Problem details:
Retype each line below precisely.

Supplied entries:

========

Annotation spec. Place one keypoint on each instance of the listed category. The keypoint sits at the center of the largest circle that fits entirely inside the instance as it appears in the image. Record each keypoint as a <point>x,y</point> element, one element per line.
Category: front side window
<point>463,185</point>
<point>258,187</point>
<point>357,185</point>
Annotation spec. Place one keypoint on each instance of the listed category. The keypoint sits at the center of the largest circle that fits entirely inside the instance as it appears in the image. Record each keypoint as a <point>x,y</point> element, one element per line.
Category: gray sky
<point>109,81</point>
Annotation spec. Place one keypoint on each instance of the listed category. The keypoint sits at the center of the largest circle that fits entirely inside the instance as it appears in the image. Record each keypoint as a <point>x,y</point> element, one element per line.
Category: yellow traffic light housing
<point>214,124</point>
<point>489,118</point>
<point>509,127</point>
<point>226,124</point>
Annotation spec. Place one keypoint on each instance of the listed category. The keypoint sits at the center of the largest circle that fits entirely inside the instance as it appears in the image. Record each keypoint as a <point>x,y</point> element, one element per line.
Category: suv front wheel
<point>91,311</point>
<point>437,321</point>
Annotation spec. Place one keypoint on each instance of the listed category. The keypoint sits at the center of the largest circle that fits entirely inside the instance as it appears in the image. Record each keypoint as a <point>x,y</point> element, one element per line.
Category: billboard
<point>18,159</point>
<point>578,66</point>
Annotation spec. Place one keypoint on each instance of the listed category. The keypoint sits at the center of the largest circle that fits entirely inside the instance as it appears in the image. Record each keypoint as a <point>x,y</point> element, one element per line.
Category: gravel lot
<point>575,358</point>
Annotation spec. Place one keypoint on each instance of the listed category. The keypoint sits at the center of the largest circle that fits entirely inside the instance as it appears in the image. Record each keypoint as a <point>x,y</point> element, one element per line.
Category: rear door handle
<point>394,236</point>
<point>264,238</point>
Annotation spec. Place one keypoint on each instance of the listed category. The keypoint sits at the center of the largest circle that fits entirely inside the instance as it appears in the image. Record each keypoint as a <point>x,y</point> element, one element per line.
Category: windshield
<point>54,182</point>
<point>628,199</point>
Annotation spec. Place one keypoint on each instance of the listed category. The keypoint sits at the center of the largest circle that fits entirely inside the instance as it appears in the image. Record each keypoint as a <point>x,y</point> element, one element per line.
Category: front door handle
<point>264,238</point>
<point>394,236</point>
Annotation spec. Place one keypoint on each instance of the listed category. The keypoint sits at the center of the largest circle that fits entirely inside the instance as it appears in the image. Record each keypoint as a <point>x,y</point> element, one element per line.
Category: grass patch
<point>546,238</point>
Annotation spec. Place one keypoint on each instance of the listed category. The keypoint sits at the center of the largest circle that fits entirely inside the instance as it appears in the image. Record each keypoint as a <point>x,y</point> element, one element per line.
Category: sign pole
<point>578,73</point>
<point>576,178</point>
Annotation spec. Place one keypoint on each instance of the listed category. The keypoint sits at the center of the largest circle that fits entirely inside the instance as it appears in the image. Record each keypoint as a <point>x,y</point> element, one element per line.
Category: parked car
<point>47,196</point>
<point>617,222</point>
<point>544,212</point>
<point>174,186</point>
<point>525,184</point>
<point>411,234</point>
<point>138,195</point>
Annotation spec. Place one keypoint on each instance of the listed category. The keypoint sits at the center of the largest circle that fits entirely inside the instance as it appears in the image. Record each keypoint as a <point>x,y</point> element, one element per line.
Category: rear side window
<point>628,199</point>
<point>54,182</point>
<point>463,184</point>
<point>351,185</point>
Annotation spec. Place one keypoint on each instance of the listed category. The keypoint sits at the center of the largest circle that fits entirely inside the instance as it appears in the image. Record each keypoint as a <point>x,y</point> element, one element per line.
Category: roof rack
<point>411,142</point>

========

Response below:
Annotation spec. Place one keypoint on each instance of the listed category. The keypoint sits at the center of the largest circle that fits entirely inside the instance as it appears in the image. Record each keypoint as a <point>x,y</point> element, one element per line.
Category: front side window
<point>463,185</point>
<point>258,187</point>
<point>357,185</point>
Annotation spec. Place one keypoint on each instance of the listed category. The keypoint sits at the center of the largest circle that fits entirely inside the instance as it appears in the image. Record each keypoint as a <point>x,y</point> element, one element per line.
Category: gray sky
<point>109,81</point>
Annotation spec. Place one keypoint on each instance of the listed category. The keypoint sits at the center of the largest circle that fits entirely inside the instance as it appears in the image. Record each keypoint as a <point>x,y</point> element, one element per line.
Category: yellow traffic light housing
<point>214,124</point>
<point>489,118</point>
<point>509,127</point>
<point>226,124</point>
Annotation spec. Place one keypoint on each instance of the listed category. The keypoint sits at the center of the largest circle that fits entirely inside the instance as it appears in the image. Record each keypoint as a <point>x,y</point> element, one element per line.
Category: suv front wheel
<point>91,311</point>
<point>437,321</point>
Annotation spec. Place one keypoint on each instance of the listed category. The keypoint sits at the center of the largest circle that fits entirely inside the instance as it appears in the image. Record each keypoint as a <point>x,y</point> element, one element per line.
Category: billboard
<point>18,159</point>
<point>578,66</point>
Annotation spec. Place one keypoint on each instance of the listed category. The keypoint sits at the center of the largest circle that fits entirely inside the instance as it appears in the image. Record each keypoint as a <point>x,y</point> element, one element per line.
Category: gravel lot
<point>575,358</point>
Annotation spec. Place one keypoint on each instance of the listed category. The keypoint sits at the center of the largest circle that fits entirely inside the instance as it appears in the image. Record each keypoint as a <point>x,y</point> element, one element per line.
Category: rear door handle
<point>394,236</point>
<point>264,238</point>
Annotation spec. Place one keypoint on each instance of the listed category. The keypoint sits at the center of the largest circle that fits entirely inside the instance as it appears in the image. Record each keypoint as a <point>x,y</point> element, one element per line.
Category: windshield
<point>54,182</point>
<point>628,199</point>
Annotation spec. Place one keypoint on each instance of the listed category. The keypoint sits at the center of the largest circle that fits entirely inside the instance as it appears in the image. Record each keypoint as a <point>x,y</point> element, one element per line.
Category: front door handle
<point>264,238</point>
<point>394,236</point>
Annotation spec. Place one keypoint on each instance of the listed category. The keypoint sits at the center of the largest circle that fits entirely inside the instance as it appears in the image. Record each keypoint as a <point>x,y</point> element, one element per line.
Category: grass patch
<point>546,238</point>
Annotation spec. Place one keypoint on each instance of the listed category. The keypoint sits at the center of the largest circle that fits entirely inside the instance as it appears in the image. Record each keypoint as a <point>x,y</point> element, one element per line.
Category: sign pole
<point>578,73</point>
<point>576,178</point>
Annotation spec. Place one keypoint on each instance of the listed category. The keypoint sits at the center of the largest circle that fits entirely inside the instance as it appears in the image. Record each keypoint as a <point>x,y</point> element, one element per line.
Category: parked car
<point>47,196</point>
<point>617,222</point>
<point>544,212</point>
<point>174,186</point>
<point>525,184</point>
<point>411,234</point>
<point>138,195</point>
Annotation spec. Place one keypoint on each instance of the listed category. The keypoint sits at the center of the largest circle that fits entirely inside the instance as it appears in the image. Record each keypoint as a <point>x,y</point> element, one element per line.
Category: rear side window
<point>628,199</point>
<point>54,182</point>
<point>463,184</point>
<point>351,185</point>
Annotation spec. Place one keypoint on each instance of the listed category. The keypoint sits at the center of the largest circle that fits entirely inside the instance as it appears in the image. Record each keypoint as a <point>x,y</point> element, one element per line.
Category: roof rack
<point>411,142</point>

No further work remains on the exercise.